> **Aim of the task**:
Select and copy out every line in the records containing "window".
------ Exercise data ------
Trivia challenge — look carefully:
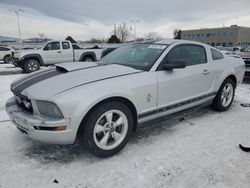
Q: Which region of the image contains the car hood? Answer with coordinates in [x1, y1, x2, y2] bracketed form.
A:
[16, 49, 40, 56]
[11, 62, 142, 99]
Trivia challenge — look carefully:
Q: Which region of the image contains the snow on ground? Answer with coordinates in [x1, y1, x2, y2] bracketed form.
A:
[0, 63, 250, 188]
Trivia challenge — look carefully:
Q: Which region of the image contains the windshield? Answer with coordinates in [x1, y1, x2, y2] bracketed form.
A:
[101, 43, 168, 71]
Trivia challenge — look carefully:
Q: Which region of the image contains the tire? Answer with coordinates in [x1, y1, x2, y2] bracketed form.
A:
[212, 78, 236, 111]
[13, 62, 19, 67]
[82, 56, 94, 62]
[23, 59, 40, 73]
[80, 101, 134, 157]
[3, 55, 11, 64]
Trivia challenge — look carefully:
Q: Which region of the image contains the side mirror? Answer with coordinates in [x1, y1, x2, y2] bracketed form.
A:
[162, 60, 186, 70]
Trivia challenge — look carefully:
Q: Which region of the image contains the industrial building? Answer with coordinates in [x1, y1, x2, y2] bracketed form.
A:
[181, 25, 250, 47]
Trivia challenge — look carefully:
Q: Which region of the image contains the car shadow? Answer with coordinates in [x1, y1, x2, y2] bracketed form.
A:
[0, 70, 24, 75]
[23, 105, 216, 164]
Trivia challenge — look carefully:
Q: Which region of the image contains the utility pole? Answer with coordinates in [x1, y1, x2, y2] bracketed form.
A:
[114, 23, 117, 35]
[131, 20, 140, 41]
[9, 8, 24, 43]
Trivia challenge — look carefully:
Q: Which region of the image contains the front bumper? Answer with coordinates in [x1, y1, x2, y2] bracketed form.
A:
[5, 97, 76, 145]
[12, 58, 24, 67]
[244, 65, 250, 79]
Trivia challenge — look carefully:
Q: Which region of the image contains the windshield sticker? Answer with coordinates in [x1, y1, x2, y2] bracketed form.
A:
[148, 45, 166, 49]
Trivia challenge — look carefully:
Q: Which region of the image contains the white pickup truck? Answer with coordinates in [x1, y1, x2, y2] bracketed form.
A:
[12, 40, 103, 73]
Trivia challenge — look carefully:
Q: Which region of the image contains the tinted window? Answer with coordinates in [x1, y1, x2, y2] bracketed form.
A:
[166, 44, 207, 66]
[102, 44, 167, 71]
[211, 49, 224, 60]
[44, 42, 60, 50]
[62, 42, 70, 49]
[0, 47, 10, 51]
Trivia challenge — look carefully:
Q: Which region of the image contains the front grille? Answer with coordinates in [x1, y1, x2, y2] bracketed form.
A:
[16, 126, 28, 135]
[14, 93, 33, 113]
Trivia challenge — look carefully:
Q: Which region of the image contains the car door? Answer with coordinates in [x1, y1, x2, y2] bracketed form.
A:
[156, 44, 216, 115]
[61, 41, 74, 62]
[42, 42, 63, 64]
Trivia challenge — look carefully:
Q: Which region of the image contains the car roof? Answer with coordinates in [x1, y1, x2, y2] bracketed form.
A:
------
------ Exercise data ------
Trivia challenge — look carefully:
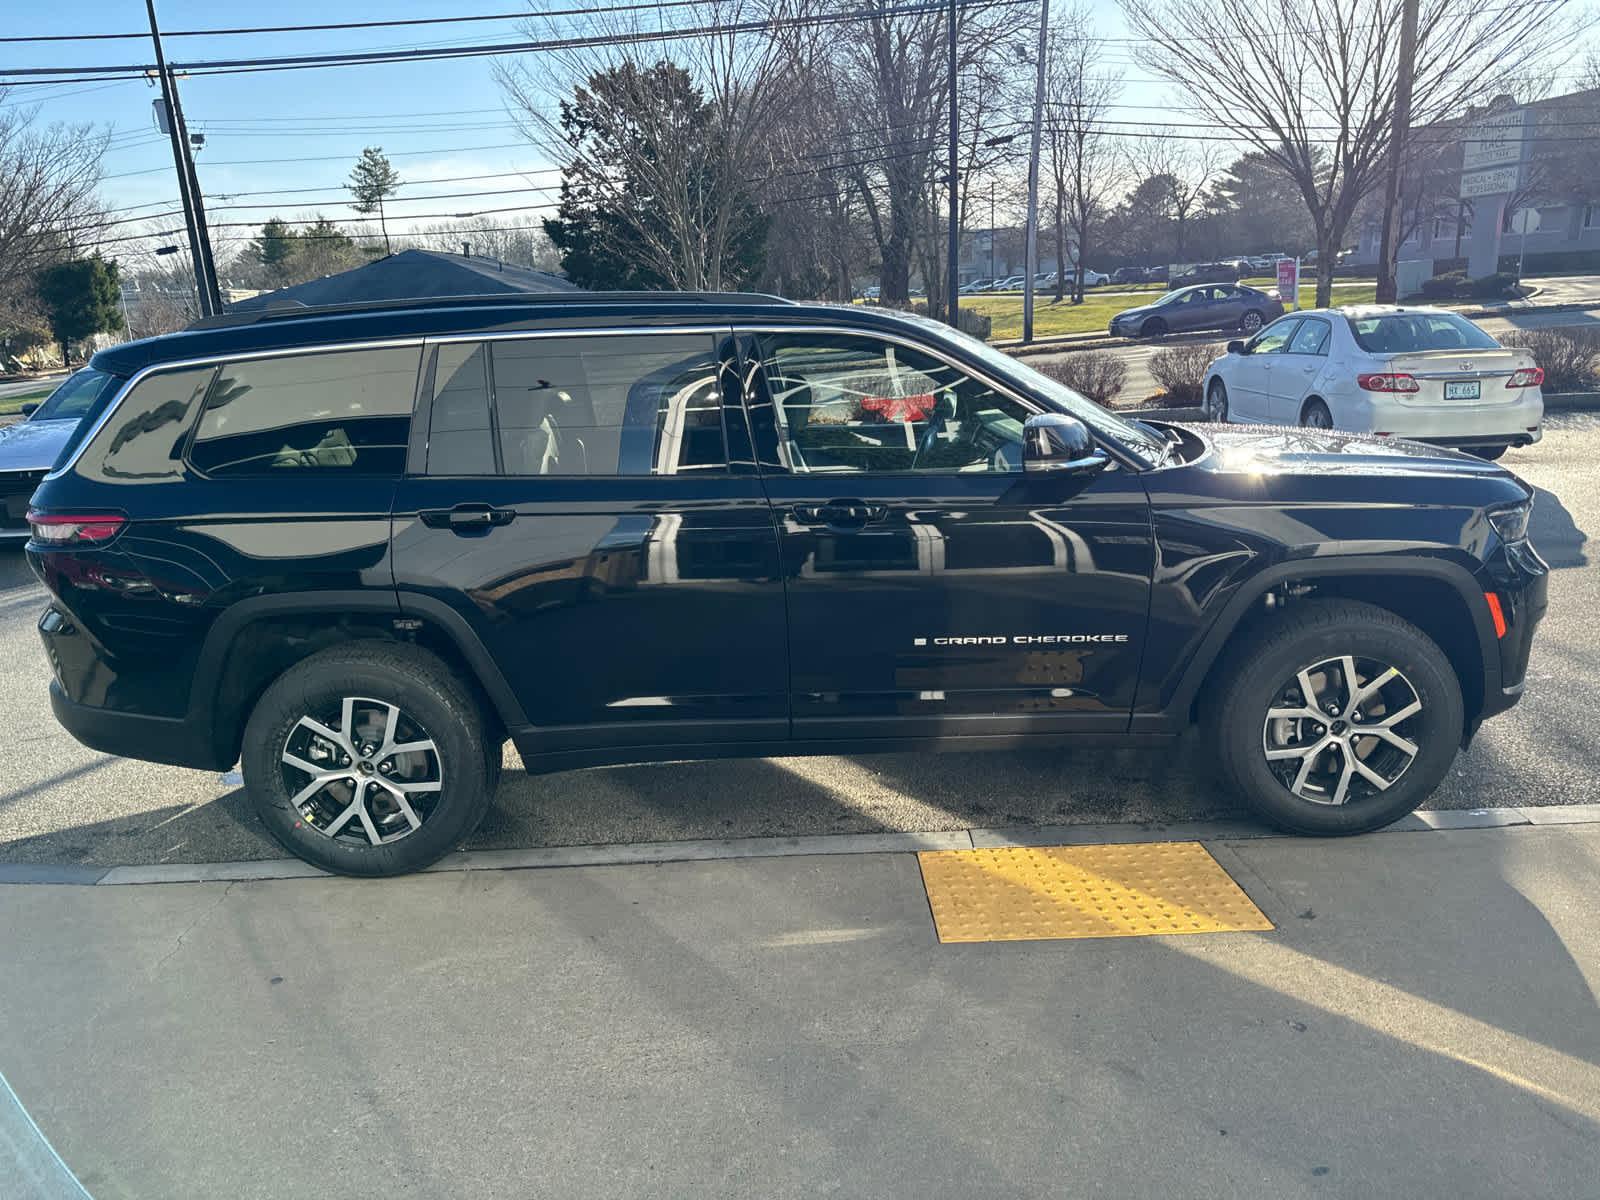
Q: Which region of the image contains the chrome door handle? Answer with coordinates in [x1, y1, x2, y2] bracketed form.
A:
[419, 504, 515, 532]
------
------ Exercise data ------
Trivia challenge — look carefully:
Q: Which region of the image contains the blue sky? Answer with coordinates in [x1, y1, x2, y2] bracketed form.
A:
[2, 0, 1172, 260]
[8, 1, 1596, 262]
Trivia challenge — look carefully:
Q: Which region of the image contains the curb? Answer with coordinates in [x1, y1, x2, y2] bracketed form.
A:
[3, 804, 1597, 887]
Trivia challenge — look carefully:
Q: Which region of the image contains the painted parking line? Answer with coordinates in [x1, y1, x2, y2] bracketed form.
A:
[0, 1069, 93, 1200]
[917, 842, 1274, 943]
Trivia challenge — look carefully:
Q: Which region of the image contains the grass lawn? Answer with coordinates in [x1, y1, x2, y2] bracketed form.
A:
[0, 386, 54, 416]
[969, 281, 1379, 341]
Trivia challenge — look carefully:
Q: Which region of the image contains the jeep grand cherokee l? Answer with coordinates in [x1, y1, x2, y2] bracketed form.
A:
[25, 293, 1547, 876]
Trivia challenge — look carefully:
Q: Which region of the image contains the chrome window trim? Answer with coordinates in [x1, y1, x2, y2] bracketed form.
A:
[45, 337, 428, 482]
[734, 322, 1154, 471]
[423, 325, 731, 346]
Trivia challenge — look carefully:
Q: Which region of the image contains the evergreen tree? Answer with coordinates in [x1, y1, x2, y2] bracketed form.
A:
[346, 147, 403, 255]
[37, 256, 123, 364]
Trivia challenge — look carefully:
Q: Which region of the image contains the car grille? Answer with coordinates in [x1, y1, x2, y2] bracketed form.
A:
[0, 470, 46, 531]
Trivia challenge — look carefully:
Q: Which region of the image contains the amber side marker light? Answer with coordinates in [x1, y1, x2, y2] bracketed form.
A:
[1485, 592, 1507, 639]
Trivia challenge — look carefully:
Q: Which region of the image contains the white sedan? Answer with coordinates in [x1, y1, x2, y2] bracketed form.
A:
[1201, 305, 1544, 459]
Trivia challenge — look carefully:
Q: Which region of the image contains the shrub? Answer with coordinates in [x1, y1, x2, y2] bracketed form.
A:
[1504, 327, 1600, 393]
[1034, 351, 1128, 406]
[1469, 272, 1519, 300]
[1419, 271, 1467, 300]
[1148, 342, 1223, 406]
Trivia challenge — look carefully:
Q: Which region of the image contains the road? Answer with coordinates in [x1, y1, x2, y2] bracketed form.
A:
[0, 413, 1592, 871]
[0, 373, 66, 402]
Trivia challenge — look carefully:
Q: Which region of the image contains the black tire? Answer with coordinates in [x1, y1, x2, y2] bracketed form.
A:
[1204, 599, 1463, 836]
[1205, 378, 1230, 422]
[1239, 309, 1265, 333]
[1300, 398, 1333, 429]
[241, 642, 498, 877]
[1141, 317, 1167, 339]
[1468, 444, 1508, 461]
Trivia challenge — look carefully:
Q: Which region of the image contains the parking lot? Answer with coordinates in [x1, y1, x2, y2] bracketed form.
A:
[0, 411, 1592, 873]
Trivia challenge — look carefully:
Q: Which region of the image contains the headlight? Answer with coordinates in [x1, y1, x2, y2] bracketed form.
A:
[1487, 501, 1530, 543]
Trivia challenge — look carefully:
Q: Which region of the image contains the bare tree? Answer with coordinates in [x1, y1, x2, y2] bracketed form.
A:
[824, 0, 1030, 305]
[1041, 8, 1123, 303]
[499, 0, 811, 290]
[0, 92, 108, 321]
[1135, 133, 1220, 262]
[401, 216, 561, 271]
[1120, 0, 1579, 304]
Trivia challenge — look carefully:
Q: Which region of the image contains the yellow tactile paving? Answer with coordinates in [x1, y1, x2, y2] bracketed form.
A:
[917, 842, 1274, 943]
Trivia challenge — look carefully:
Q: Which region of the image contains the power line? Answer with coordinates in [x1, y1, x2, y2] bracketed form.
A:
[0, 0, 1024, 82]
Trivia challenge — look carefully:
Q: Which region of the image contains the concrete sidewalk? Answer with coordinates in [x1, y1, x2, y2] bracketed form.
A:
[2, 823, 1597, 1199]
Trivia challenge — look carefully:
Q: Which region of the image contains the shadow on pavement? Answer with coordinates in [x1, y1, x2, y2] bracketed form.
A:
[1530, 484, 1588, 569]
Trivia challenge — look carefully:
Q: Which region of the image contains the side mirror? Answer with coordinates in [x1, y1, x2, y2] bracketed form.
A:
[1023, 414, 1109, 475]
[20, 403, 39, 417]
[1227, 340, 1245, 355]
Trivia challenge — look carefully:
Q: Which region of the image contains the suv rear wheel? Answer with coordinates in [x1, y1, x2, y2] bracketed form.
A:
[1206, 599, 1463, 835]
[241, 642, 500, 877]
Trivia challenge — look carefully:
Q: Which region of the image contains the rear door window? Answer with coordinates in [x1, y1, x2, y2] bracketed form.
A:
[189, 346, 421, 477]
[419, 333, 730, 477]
------
> **Answer for the task**:
Q: Which region of the image contains the tinted window? Answer with coordinates in [x1, y1, x2, y2] bracketed form.
Q: Which region of the image contains the chrome window trim? Answer with coordinates in [x1, y1, x2, y2] bracketed form.
Q: Which region of the image contains the rear door window? Answer with coordinates in [x1, y1, x2, y2] bracketed form.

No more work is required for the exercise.